練習問題.
1 – 白山登山の日記を読み、次の問いに答えなさい。
(a) 深夜2時に外へ出たとき、ガスの切れ間から何がのぞいていたか。
(b) 小屋では、ほとんどの人が何時前から起き出したか。
(c) 筆者は小屋を出るとき、サブザックに何だけを入れていたか。
2 – 白山登山の日記を、最後の文のあとから書き継ぎなさい。
--- 原文 ---
TOKIDOKI 日記

日々のなかで、「へぇ~」「ふぅ~ん」と思った、
私につながるステキなコトやモノ、そしてヒトたちの記録です。

白山/花の名山を訪ねて その3

2011-08-31 | 写真日記

御日の出を知らせる太鼓は鳴らなかった。

一睡もできなかった山小屋の夜は長く、深夜2時に外へ出てみたが、
このときはガスの切れ間からきれいな星空がのぞいていた。
小屋では4時前からほとんどの人が起き出し、山頂へ向かう支度をはじめる。
私もサブザックにカメラだけを持って小屋を出る。

ビジターセンター前の広場は真っ暗で、登山者のヘッドランプが照らす細長く白い灯りが
闇夜の霧を突き刺すように交差しながらゆれている。
--- データ抜粋 ---
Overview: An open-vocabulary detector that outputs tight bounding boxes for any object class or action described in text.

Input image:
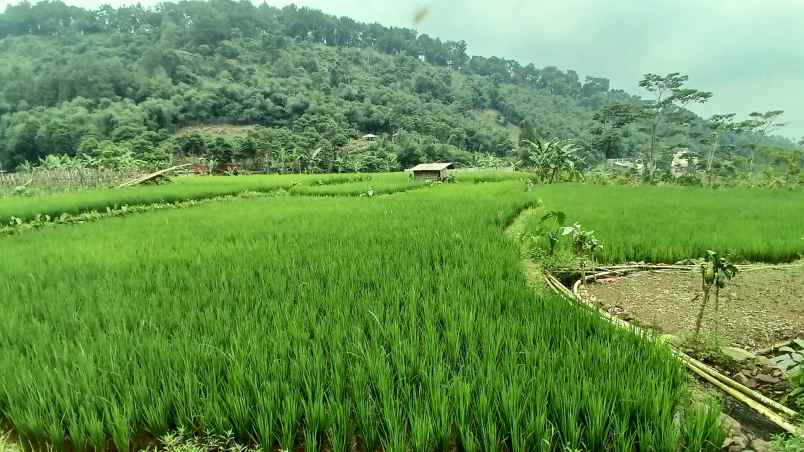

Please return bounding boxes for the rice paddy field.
---
設問別の解答.
1 –
(a) きれいな星空
(b) 4時前
(c) カメラ

2 –
前方には登山道を行く人たちの灯りが、小さくチカチカ光っていた。

 

これは前日、ガスがかかるなかほんの一瞬青空がのぞいたときに撮影した。
神社の鳥居奥から御前峰へと道がつづいている。

 

足元をヘッドランプで照らしながら、石畳の登山道を登りはじめる。

 行くときは真っ暗で見えなかったが、
石畳の際で咲くイワギキョウが露をまとって瑞々しい。

 

室堂から御前峰までのコースタイムは40分。
石畳の道は緩やかに傾斜を増し、やがて階段状となる。

ようやくあたりは明るくなりだしたが、ガスガスで何も見えない。

    

5:15 御前峰(2,702m)着。左は古い木のピーク、そのすこし先に石の新しいピークがあり、
どちらも記念撮影の人たちで渋滞。ピーク下の岩場のくぼみに白山奥宮の社があった。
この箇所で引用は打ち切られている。